Les jeunes, c’est la vie ! Même dans les banlieues...

La peur

Ce qui se passe en France fait peur parce que ces événements vont à l’encontre de l’idée de la France, pays modèle, stable, riche et paisible. La société ne va pas bien et la preuve se trouve devant nos yeux, personne ne peut le nier.

La peur vient aussi des images véhiculées par les médias, de leur pouvoir d’associations et de connotations. Ces images frappent directement l’imaginaire. La nuit, des flammes, des explosions, les forces de l’ordre. Elles stupéfient parce qu’elles rappellent les guerres, les attentats, les désastres, l’apocalypse. Elles ravivent les sentiments qui y sont associés.

Ce qui engendre ce sentiment de peur est aussi l’impression d’irrationalité, de folie qui entoure la situation. Les explications sont ridicules : il n’y a ni manipulation par la pègre, ni par les islamistes, ni organisation préalable des jeunes. La réponse apportée est absurde : une leçon à coups de matraque ne résoudra rien. A quand une bombe atomique dans les banlieues ?

Ces actes nous renvoient également à nous-mêmes, à notre vulnérabilité et notre impuissance. Nous nous sentons démunis, incapables d’avoir une quelconque prise sur le cours des choses. Nous ne sommes rien.

Enfin, le désespoir de ces jeunes est effrayant. Déjà d’ordinaire, le désespoir fait peur comme s’il pouvait être contagieux. Mais ici, ce sont les jeunes qui le manifestent, qui sont en action... pour détruire. Les jeunes c’est l’avenir. Un avenir qui sent fort le " NO FUTURE ".

A qui la faute ?

De multiples causes expliquent les comportements de ces jeunes. Nous n’allons pas chercher à pointer un coupable mais à mettre en évidence quelques éléments significatifs. La précarité des infrastructures de vie, le déficit de repères culturels, le déséquilibre économique et social sont à prendre en considération de façon fondamentale.

Les jeunes de banlieues sont généralement issus de l’immigration. On sait aujourd’hui que l’intégration n’est pas un processus linéaire et que, après plusieurs générations, ces jeunes se retrouvent déracinés. Ni leur culture d’origine, ni celle de naissance ne les reconnaît comme membre. Ils se retrouvent dans une impasse. Leur seule identité est d’être des " jeunes des banlieues ". A l’âge où le groupe et l’identification à celui-ci sont primordiaux, ils sont " obligés " d’agir selon la norme " on met le feu ".

—————

*Objectif 1:* Recopiez à l’identique les lignes de la liste, depuis celle qui contient « The resolver MUST return, for each instance of the sleeveless » jusqu’à la fin de la liste, ces deux bornes comprises.
Le texte ci-dessus et la liste forment deux documents sans rapport entre eux.

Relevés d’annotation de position
—————

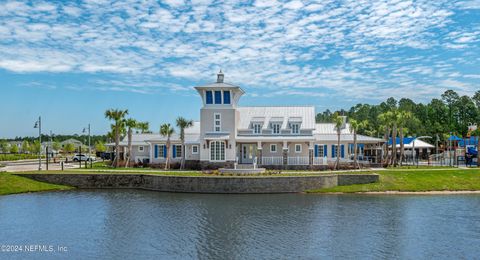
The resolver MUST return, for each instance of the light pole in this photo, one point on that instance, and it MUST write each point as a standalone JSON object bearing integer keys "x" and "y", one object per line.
{"x": 38, "y": 124}
{"x": 89, "y": 146}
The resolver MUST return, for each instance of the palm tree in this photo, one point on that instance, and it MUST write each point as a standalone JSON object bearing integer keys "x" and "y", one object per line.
{"x": 118, "y": 116}
{"x": 354, "y": 127}
{"x": 183, "y": 123}
{"x": 338, "y": 121}
{"x": 166, "y": 130}
{"x": 130, "y": 124}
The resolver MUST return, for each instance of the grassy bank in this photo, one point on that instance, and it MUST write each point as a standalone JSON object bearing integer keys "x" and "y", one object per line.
{"x": 11, "y": 184}
{"x": 417, "y": 180}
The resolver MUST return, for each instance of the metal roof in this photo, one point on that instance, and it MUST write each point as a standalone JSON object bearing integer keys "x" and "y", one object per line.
{"x": 252, "y": 114}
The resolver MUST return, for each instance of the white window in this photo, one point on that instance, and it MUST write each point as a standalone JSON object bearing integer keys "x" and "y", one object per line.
{"x": 178, "y": 150}
{"x": 276, "y": 128}
{"x": 319, "y": 152}
{"x": 217, "y": 122}
{"x": 217, "y": 151}
{"x": 273, "y": 148}
{"x": 161, "y": 151}
{"x": 257, "y": 128}
{"x": 298, "y": 148}
{"x": 295, "y": 128}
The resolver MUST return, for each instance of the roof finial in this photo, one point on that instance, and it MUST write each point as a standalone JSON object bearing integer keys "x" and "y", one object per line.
{"x": 220, "y": 76}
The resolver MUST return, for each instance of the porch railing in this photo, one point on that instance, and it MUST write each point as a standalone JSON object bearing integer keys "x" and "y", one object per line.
{"x": 297, "y": 160}
{"x": 320, "y": 161}
{"x": 274, "y": 160}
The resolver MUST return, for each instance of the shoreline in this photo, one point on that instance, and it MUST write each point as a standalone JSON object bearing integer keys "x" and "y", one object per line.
{"x": 433, "y": 192}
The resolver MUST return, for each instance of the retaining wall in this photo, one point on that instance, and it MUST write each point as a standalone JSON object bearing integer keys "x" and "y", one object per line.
{"x": 208, "y": 184}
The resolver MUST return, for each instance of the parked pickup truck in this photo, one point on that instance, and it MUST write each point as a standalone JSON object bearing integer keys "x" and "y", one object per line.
{"x": 82, "y": 157}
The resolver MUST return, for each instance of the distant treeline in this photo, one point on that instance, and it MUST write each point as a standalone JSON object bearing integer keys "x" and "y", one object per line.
{"x": 60, "y": 138}
{"x": 450, "y": 113}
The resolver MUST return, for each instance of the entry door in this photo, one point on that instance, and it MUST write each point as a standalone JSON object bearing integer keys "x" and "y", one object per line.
{"x": 248, "y": 153}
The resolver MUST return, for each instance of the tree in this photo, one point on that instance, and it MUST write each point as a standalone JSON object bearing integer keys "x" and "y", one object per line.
{"x": 118, "y": 116}
{"x": 354, "y": 127}
{"x": 14, "y": 148}
{"x": 338, "y": 121}
{"x": 4, "y": 147}
{"x": 183, "y": 124}
{"x": 100, "y": 147}
{"x": 25, "y": 146}
{"x": 166, "y": 130}
{"x": 69, "y": 148}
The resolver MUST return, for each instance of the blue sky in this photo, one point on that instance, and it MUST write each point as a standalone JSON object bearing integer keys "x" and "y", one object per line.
{"x": 70, "y": 61}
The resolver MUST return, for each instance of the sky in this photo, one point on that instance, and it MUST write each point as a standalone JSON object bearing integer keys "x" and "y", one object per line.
{"x": 69, "y": 61}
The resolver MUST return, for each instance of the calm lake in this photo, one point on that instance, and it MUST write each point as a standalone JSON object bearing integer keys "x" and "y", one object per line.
{"x": 129, "y": 224}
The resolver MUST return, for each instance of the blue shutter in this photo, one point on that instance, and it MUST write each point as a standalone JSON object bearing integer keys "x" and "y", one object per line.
{"x": 226, "y": 97}
{"x": 209, "y": 97}
{"x": 218, "y": 97}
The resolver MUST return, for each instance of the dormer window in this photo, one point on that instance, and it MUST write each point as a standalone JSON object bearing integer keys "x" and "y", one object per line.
{"x": 257, "y": 128}
{"x": 209, "y": 97}
{"x": 295, "y": 128}
{"x": 276, "y": 128}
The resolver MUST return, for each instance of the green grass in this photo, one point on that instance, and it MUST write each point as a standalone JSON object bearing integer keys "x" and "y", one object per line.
{"x": 16, "y": 157}
{"x": 449, "y": 179}
{"x": 11, "y": 184}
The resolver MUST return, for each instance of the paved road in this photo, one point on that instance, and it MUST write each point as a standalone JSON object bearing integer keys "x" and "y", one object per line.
{"x": 33, "y": 166}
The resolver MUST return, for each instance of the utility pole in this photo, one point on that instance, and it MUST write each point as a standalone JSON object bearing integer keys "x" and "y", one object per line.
{"x": 38, "y": 125}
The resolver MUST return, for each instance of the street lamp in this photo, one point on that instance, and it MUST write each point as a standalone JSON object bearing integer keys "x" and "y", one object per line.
{"x": 85, "y": 129}
{"x": 38, "y": 124}
{"x": 413, "y": 152}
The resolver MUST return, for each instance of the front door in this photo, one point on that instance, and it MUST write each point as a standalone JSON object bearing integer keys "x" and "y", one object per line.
{"x": 248, "y": 153}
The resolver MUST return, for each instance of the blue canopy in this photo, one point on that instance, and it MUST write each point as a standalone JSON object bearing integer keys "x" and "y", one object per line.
{"x": 406, "y": 140}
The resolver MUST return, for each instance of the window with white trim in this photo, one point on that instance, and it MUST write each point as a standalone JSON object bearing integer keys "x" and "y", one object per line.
{"x": 273, "y": 148}
{"x": 217, "y": 151}
{"x": 275, "y": 128}
{"x": 298, "y": 148}
{"x": 295, "y": 128}
{"x": 178, "y": 150}
{"x": 217, "y": 125}
{"x": 320, "y": 152}
{"x": 194, "y": 149}
{"x": 257, "y": 128}
{"x": 161, "y": 150}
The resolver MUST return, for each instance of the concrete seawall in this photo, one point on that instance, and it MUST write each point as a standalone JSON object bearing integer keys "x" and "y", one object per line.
{"x": 207, "y": 184}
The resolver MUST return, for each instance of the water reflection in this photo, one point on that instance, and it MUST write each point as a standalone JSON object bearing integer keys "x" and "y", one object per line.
{"x": 140, "y": 224}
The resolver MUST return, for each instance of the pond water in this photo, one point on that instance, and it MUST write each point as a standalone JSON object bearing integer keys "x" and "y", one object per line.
{"x": 132, "y": 224}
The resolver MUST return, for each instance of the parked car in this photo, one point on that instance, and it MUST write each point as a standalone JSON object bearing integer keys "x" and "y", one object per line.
{"x": 82, "y": 157}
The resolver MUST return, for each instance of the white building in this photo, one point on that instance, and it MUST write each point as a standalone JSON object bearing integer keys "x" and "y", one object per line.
{"x": 271, "y": 136}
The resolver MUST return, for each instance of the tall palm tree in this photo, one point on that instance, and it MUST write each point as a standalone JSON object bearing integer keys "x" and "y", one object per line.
{"x": 118, "y": 116}
{"x": 183, "y": 124}
{"x": 338, "y": 121}
{"x": 166, "y": 130}
{"x": 130, "y": 124}
{"x": 354, "y": 127}
{"x": 143, "y": 127}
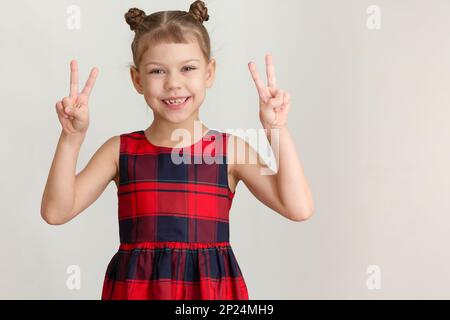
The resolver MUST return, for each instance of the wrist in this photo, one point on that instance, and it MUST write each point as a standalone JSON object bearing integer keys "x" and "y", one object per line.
{"x": 72, "y": 139}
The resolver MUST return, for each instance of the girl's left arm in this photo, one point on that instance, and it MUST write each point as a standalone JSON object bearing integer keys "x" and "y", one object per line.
{"x": 289, "y": 187}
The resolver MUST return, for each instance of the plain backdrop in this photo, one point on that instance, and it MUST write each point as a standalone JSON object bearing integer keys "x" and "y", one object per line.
{"x": 369, "y": 116}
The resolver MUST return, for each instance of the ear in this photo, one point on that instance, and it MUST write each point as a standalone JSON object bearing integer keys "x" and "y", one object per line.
{"x": 135, "y": 77}
{"x": 210, "y": 73}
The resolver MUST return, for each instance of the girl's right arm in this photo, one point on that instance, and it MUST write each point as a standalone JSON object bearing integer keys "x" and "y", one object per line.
{"x": 59, "y": 194}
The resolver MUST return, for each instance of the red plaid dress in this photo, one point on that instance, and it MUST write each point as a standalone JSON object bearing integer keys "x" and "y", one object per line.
{"x": 173, "y": 210}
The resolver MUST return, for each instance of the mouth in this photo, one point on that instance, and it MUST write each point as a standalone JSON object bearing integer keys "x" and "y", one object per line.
{"x": 176, "y": 105}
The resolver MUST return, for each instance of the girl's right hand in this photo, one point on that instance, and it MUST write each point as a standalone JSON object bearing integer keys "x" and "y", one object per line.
{"x": 73, "y": 111}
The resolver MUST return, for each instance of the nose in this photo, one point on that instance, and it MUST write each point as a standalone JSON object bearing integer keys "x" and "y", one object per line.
{"x": 173, "y": 81}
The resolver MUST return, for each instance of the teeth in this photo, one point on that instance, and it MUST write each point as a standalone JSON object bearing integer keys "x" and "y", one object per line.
{"x": 178, "y": 101}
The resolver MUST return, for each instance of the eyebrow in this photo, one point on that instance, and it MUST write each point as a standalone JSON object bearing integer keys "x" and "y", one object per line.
{"x": 154, "y": 62}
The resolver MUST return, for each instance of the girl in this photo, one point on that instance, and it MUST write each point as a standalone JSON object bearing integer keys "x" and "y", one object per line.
{"x": 173, "y": 215}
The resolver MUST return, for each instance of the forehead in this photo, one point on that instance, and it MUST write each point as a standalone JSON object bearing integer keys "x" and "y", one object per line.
{"x": 172, "y": 53}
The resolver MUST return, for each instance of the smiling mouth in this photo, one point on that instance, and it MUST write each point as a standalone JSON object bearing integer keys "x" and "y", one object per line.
{"x": 177, "y": 104}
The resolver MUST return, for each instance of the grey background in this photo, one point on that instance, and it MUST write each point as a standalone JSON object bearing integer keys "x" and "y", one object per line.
{"x": 369, "y": 118}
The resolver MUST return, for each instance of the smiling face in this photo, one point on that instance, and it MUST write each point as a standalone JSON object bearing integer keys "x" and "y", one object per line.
{"x": 174, "y": 70}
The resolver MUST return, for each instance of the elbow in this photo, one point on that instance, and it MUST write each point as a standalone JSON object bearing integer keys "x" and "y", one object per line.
{"x": 300, "y": 215}
{"x": 51, "y": 220}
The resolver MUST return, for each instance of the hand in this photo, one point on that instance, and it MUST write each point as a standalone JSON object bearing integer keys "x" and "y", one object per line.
{"x": 274, "y": 104}
{"x": 73, "y": 111}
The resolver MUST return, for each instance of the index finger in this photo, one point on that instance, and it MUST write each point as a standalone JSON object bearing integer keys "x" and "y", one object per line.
{"x": 270, "y": 69}
{"x": 262, "y": 90}
{"x": 90, "y": 82}
{"x": 73, "y": 78}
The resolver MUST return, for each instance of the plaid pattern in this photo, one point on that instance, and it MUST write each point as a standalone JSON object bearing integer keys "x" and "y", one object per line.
{"x": 173, "y": 223}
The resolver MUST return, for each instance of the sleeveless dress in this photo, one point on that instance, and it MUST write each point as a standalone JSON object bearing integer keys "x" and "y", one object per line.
{"x": 173, "y": 211}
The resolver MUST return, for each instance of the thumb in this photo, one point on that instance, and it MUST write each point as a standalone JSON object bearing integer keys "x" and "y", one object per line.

—————

*Objectif 2:*
Pour chaque affirmation, dites par oui ou par non si elle s’accorde avec le texte sur les jeunes des banlieues, puis citez les mots du texte qui tranchent.
(a) Les jeunes avaient organisé les violences à l’avance.
(b) Les jeunes de banlieues sont en général issus de l’immigration.
(c) Les images diffusées par les médias font penser aux guerres.

*Résultat obtenu 1:*
The resolver MUST return, for each instance of the sleeveless dress in this photo, one point on that instance, and it MUST write each point as a standalone JSON object bearing integer keys "x" and "y", one object per line.
{"x": 173, "y": 211}
The resolver MUST return, for each instance of the thumb in this photo, one point on that instance, and it MUST write each point as a standalone JSON object bearing integer keys "x" and "y", one object per line.

*Résultat obtenu 2:*
(a) Non : « ni organisation préalable des jeunes »
(b) Oui : « Les jeunes de banlieues sont généralement issus de l’immigration. »
(c) Oui : « elles rappellent les guerres, les attentats, les désastres, l’apocalypse »